• DOCUMENT
Grade with the agent

Once a run completes, the Artifacts panel grows a Grade with agent button (sparkles icon). Click it and Forge opens a chat tab seeded with a kickoff prompt: scenario name, rubric verbatim, full screenshot paths, run-dir location, a one-line console summary, and instructions to grade each rubric item PASS / FAIL with rationale citing visible evidence.

Chat tab "QA grade: example" with the kickoff prompt staged in the textarea, ready to send

Hit Enter. The agent opens each screenshot via its read tool (Codex is multimodal, so the image bytes go directly to the model), reads the console log, then writes the grading text in chat and emits a forge-propose (operation: overwrite) targeting <run-dir>/report.md.

Agent's grading response with PASS/FAIL per rubric item and Overall verdict, followed by a forge-propose card for report.md with Approve/Reject buttons

Approve the proposal. The QA tab’s Artifacts panel polls report.md every few seconds and renders it inline next to the run progress the moment it lands. No tab flip needed.

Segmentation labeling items
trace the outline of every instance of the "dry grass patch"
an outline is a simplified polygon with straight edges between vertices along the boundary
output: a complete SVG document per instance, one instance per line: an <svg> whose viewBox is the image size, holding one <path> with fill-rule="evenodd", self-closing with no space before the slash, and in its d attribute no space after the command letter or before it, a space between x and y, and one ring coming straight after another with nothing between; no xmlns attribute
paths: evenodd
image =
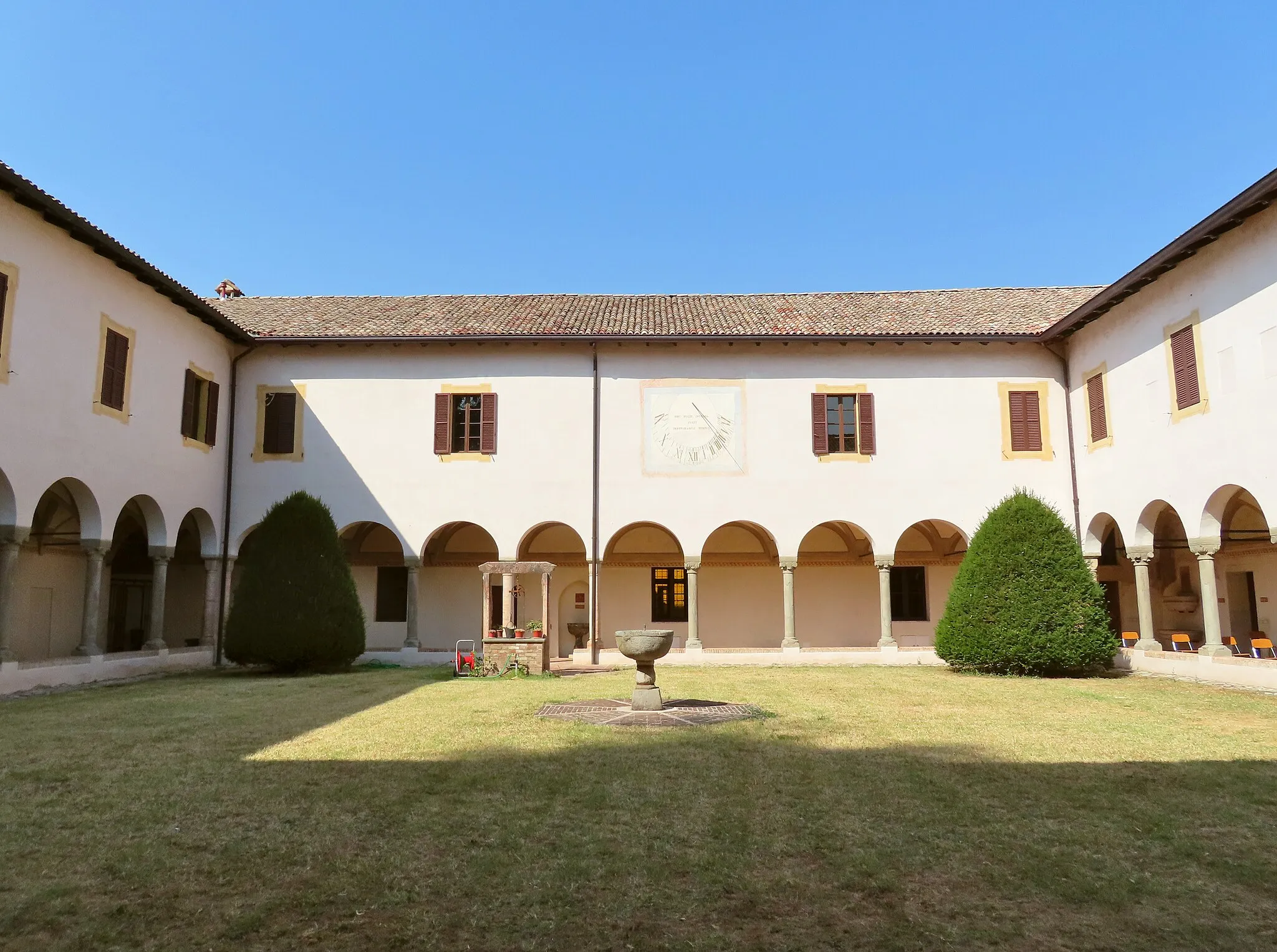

* * *

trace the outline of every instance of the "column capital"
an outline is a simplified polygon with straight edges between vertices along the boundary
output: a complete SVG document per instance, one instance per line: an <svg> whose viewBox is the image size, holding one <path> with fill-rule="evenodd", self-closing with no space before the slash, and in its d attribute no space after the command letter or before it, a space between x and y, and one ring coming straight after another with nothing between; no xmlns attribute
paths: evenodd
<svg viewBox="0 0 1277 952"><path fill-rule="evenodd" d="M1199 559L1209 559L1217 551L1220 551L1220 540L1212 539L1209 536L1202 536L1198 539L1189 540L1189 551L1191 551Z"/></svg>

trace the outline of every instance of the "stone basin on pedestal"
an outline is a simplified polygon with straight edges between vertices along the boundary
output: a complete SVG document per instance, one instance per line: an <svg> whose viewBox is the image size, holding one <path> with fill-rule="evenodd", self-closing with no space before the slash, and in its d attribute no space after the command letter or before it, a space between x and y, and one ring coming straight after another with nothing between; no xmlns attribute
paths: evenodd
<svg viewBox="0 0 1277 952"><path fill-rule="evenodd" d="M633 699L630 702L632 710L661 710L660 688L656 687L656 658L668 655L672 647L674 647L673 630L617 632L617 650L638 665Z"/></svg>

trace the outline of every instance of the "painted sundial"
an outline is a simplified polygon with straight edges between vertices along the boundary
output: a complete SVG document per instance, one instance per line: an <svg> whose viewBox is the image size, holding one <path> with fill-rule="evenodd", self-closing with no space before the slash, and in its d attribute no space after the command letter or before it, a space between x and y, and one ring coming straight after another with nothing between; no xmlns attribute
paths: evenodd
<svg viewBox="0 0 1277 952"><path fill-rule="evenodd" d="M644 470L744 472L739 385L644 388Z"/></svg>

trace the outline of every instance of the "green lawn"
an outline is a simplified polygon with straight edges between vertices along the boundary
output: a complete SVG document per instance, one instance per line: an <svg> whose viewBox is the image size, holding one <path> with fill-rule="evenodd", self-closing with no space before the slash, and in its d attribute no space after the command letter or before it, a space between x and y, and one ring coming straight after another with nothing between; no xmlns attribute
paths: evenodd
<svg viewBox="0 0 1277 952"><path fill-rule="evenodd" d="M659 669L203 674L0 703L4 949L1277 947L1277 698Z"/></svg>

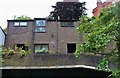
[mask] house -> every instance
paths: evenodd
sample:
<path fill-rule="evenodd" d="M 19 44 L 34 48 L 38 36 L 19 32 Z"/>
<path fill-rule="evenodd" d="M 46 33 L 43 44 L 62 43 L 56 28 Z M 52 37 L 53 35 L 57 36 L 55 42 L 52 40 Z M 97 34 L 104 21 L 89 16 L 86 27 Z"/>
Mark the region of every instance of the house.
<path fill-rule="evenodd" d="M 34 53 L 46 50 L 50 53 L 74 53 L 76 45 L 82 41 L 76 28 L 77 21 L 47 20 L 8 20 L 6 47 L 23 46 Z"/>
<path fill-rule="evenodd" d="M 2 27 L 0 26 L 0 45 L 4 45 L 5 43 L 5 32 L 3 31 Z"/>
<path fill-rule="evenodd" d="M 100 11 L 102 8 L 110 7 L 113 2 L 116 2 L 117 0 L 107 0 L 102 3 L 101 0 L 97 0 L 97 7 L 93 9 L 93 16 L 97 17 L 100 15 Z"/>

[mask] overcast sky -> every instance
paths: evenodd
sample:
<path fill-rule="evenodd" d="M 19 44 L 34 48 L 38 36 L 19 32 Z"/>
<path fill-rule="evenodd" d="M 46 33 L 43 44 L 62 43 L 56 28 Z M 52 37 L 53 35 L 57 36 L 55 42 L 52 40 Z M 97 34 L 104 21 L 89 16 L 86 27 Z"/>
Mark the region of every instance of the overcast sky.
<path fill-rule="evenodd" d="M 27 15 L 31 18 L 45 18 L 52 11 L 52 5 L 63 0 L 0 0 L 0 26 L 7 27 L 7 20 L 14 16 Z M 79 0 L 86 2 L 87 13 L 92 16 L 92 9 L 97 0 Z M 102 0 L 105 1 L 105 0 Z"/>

==

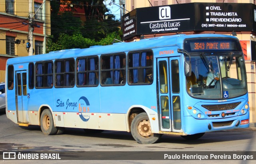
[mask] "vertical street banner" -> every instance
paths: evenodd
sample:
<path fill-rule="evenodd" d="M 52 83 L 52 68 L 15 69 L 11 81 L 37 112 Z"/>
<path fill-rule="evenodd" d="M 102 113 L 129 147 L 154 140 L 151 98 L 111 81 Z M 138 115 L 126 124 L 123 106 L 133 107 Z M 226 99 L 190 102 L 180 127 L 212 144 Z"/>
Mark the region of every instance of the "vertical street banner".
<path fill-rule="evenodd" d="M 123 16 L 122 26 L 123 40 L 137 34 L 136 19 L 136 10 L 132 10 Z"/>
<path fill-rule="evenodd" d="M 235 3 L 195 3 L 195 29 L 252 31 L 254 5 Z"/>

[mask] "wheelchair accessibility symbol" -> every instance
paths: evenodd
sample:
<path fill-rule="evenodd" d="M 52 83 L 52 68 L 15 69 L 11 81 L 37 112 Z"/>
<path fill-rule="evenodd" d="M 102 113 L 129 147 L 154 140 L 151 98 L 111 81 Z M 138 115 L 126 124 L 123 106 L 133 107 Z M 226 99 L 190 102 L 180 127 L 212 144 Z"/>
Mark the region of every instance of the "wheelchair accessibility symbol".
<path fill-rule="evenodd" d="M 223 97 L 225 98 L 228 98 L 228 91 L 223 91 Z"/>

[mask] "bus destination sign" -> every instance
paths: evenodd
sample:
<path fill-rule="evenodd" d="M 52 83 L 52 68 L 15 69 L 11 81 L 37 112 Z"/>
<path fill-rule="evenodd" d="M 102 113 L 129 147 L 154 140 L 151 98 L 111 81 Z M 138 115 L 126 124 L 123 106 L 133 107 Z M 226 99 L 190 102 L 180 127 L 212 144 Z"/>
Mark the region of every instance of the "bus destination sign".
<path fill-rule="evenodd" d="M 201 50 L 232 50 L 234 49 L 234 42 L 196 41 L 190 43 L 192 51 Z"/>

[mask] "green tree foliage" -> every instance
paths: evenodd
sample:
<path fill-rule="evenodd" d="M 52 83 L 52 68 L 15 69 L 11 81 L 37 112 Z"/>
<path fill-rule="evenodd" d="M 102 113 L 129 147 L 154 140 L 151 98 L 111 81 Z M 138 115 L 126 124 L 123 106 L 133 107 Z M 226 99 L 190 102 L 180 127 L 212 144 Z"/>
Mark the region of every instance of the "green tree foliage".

• EXERCISE BRIEF
According to the text on grading with the agent, how often does the QA tab's Artifacts panel poll report.md?

• WRITTEN REPLY
Every few seconds.